**SHORT EXERCISE 1**: Collect every line of the records below that contains the word "wearing", treating uppercase and lowercase letters as different.
**SHORT EXERCISE 2**: Proceed with the forum thread on building strength before mass, picking up right after its last line.

**TEXT SECTION**:
══════
# You build strength before mass



## LionMX (Oct 4, 2010)

How much truth is in that statement?

I'm always on youTube trawling through bb vids and there's one on there from a guy who discusses a "killer chest workout", and in it he makes the above statement.

This guy has a good physique and a massive chest, but he sais it took him 17years to achieve those results. I find it very difficult to put mass onto my chest - its the one part of my body I try hard to increase, but the only part which wont grow. Should I be focussing on reaching my max strength before worrying about mass?


----------



## MarkFranco (Aug 26, 2010)

Strength = Mass

You can't build mass benching 40kg


----------



## Vibrance (Aug 28, 2009)

\ said:


> Strength = Mass
> 
> You can't build mass benching 40kg


Probably could because it's all about making the muscles tear and if your weak like me 40kg could achieve that.


----------



## WannaGetHench (Aug 22, 2010)

Vibrance said:


> Probably could because it's all about making the muscles tear and if your weak like me 40kg could achieve that.


And me Bench is my weakest lift...


----------



## gearchange (Mar 19, 2010)

Vibrance said:


> Probably could because it's all about making the muscles tear and if your weak like me 40kg could achieve that.


Once your muscles have got used to that weight you need to add more for continued growth.Thats why strength = Mass=strength=mass and so on.


----------



## MarkFranco (Aug 26, 2010)

Vibrance said:


> Probably could because it's all about making the muscles tear and if your weak like me 40kg could achieve that.


Using that theory bodyweight squats and pushups are just as effective as squattin' and benching heavy


----------



## Was_Eric (Jul 3, 2008)

gearchange said:


> Once your muscles have got used to that weight you need to add more for continued growth.Thats why strength = Mass=strength=mass and so on.


which came first?


----------



## WannaGetHench (Aug 22, 2010)

MarkFranco said:


> Using that theory bodyweight squats and pushups are just as effective as squattin' and benching heavy


So you wont have a big chest until you can bench 120kg?


----------



## MarkFranco (Aug 26, 2010)

WannaGetHench said:


> So you wont have a big chest until you can bench 120kg?
══════
[Dataset excerpt]
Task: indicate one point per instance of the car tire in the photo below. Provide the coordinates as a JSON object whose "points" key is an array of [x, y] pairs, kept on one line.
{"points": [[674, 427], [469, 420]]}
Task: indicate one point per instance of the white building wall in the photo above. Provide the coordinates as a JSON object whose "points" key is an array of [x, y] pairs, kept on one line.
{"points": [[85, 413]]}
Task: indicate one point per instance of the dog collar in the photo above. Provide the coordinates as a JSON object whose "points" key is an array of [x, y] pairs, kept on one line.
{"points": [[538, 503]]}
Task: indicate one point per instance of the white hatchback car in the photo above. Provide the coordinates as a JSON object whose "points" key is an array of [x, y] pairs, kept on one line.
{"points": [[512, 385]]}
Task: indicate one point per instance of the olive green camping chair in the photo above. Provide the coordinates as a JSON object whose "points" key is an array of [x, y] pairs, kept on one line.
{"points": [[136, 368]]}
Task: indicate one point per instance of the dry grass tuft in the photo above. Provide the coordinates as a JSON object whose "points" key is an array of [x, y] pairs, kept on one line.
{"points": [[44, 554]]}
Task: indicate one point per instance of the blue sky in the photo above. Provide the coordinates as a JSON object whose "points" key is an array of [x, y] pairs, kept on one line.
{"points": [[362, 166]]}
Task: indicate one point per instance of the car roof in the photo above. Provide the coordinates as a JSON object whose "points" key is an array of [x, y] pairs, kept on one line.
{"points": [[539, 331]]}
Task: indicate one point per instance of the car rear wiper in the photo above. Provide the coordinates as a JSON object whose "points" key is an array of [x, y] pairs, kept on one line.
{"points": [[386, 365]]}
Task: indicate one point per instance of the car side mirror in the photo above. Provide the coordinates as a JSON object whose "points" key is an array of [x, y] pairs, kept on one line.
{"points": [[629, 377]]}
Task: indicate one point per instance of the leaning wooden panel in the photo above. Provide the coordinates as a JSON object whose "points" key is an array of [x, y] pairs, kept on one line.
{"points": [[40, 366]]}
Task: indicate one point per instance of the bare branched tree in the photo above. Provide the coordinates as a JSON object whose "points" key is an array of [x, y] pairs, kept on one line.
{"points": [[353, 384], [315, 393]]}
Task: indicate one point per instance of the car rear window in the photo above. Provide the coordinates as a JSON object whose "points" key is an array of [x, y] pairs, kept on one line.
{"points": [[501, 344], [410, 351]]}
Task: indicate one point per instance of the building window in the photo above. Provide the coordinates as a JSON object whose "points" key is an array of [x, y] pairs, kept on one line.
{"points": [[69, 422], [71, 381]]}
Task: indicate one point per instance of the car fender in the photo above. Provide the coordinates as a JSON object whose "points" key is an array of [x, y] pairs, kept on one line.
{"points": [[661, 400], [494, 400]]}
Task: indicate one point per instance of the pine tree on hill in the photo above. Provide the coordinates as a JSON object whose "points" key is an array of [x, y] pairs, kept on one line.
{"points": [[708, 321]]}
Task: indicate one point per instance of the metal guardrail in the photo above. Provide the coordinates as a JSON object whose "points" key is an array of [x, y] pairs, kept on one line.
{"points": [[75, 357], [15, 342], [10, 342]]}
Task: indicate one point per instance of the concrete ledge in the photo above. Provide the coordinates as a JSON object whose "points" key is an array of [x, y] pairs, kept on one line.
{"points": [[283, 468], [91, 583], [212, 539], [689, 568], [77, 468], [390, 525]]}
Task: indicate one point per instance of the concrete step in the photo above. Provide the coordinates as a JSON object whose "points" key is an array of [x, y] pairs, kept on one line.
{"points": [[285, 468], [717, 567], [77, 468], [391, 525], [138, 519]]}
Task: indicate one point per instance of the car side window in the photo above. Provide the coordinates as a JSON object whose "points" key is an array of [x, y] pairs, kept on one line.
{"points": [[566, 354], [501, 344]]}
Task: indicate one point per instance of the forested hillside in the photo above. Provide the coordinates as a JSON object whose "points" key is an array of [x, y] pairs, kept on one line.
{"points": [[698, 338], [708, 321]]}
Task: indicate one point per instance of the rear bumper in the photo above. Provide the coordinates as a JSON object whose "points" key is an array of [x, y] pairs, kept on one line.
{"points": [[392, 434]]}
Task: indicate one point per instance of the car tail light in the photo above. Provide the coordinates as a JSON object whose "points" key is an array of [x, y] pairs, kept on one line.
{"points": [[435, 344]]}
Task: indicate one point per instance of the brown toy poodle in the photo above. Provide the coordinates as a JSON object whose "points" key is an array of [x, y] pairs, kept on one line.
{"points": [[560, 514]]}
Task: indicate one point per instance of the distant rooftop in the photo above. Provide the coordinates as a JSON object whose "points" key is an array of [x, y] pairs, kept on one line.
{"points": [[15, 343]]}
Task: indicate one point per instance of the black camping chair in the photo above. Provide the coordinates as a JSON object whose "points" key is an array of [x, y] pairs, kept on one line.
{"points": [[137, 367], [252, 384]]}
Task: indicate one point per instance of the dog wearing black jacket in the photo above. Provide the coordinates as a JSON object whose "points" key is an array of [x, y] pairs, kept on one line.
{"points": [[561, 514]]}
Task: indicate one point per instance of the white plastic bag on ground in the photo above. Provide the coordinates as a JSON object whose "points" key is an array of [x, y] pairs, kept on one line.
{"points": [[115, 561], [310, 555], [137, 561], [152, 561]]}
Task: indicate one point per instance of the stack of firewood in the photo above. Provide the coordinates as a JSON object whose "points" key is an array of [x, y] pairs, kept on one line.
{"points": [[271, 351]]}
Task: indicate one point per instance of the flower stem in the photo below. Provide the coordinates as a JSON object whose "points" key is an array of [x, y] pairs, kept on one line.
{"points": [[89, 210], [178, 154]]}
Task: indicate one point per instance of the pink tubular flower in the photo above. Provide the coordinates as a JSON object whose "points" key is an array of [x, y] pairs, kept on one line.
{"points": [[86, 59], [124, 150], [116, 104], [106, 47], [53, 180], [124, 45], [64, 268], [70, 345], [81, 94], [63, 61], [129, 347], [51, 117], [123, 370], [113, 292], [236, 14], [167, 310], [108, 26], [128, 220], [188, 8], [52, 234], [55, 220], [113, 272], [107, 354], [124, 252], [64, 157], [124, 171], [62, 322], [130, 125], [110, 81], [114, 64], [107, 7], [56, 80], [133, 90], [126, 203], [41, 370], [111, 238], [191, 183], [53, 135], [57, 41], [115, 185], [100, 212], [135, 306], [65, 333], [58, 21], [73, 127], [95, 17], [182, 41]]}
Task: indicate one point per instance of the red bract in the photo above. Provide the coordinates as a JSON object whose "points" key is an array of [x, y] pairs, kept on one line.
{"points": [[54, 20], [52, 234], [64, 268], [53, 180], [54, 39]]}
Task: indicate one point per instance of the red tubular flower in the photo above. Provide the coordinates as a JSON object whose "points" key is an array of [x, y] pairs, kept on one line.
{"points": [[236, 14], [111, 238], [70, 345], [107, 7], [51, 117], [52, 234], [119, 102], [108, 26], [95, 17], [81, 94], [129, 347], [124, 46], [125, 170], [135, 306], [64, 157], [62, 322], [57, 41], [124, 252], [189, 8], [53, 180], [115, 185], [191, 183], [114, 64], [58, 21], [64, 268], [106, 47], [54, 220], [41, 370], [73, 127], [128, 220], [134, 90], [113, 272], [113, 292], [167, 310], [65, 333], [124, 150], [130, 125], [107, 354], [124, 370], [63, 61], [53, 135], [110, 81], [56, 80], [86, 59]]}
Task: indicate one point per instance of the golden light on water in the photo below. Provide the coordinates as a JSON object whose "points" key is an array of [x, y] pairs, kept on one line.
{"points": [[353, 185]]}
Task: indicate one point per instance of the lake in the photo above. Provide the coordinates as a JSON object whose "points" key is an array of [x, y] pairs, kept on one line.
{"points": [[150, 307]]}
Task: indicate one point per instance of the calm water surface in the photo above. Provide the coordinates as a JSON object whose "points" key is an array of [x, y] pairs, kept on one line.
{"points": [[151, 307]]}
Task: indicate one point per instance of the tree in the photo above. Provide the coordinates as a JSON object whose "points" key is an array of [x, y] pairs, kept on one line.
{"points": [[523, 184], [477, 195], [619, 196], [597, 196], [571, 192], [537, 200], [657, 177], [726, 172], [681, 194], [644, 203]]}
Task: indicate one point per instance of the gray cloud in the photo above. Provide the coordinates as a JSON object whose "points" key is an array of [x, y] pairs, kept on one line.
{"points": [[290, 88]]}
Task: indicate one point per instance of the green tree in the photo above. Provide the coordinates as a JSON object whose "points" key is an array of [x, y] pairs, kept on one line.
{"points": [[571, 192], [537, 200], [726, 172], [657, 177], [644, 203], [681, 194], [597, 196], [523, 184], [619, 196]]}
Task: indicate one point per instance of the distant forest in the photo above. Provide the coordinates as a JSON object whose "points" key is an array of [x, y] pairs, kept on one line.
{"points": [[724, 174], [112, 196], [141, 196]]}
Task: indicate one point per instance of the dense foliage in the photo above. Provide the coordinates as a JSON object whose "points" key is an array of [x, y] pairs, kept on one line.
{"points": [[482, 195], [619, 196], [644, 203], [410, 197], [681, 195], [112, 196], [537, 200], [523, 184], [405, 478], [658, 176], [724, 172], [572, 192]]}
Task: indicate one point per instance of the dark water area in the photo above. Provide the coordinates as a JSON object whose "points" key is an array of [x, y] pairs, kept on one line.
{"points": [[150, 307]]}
══════
**ANSWER 1**:
Task: indicate one point per instance of the dog wearing black jacket in the photo above. Provide the coordinates as a JSON object whose "points" key is an array of [x, y] pairs, kept on one line.

**ANSWER 2**:
Its a start

Arnie could squat/deadlift about 650lbs/300kg and bench around 450lbs/200kg

Ronnie coleman can deadlift 800lbs

Branch warren, well look at his vids on youtube he lifts some weight thats for sure


----------



## nlr (Oct 18, 2009)

but theres no point lifting heavy with bad form?


----------



## WannaGetHench (Aug 22, 2010)

MarkFranco said:


> Its a start
> 
> Arnie could squat/deadlift about 650lbs/300kg and bench around 450lbs/200kg
> 
> ...


But theres plenty of people at my gym who bench 80-120kg and have big chests? Surely if your eating right and training right with sleep it will grow? No matter how much weight you use?


----------



## MarkFranco (Aug 26, 2010)

nlr said:


> but theres no point lifting heavy with bad form?


if you can clean 500lbs and it looks more like a SLDL to reverse curl then a clean I dont give a ****, brute strength is still strength


----------



## 54und3r5 (Apr 11, 2008)

You don't have to be ridiculously strong to be big! Many bodybuilders follow high rep/volume workouts and don't use monstrous weights! Progression is the key, whether its adding weight/reps or reducing rest time or increasing time under tension. There are so many variables!!


----------



## WannaGetHench (Aug 22, 2010)

54und3r5 said:


> You don't have to be ridiculously strong to be big! Many bodybuilders follow high rep/volume workouts and don't use monstrous weights! Progression is the key, whether its adding weight/reps or reducing rest time or increasing time under tension. There are so many variables!!


Alex reid does high rep/volume workouts and hes not small, you could bench 70kg, with tut, negative reps and all the others and it will still work the muscles...


----------



## Sharp161 (Jan 31, 2010)

Id say if your having trouble building your chest go back and check your bench form!

The amount of times iv dropped the weight gone back to check form concentrated on it and made gains. Plenty of threads on here too about good form. The dave tate one had some good comments.


----------



## MarkFranco (Aug 26, 2010)

Justin Harris a BB squatting 500lbs for 16 reps... That imo is strong


----------



## MarkFranco (Aug 26, 2010)

WannaGetHench said:


> Alex reid does high rep/volume workouts and hes not small, you could bench 70kg, with tut, negative reps and all the others and it will still work the muscles...


Alex reid isnt big either

MMA fighters that are fairly big, Jeff Monson and Ian Freeman


----------



## Mark W H (Jan 25, 2010)

As the man said its all about progression. The easiest progressions to messure are added weight to the lift or added reps. The added weight equals added strength which equals added mass


----------



## DanB (Dec 28, 2009)

nlr said:


> but theres no point lifting heavy with bad form?


Just lift heavy with good form?

It'll benefit you far more in the long run.


----------



## nlr (Oct 18, 2009)

MarkFranco said:


> Alex reid isnt big either


He isn't skinny though :cool2:


----------



## DanB (Dec 28, 2009)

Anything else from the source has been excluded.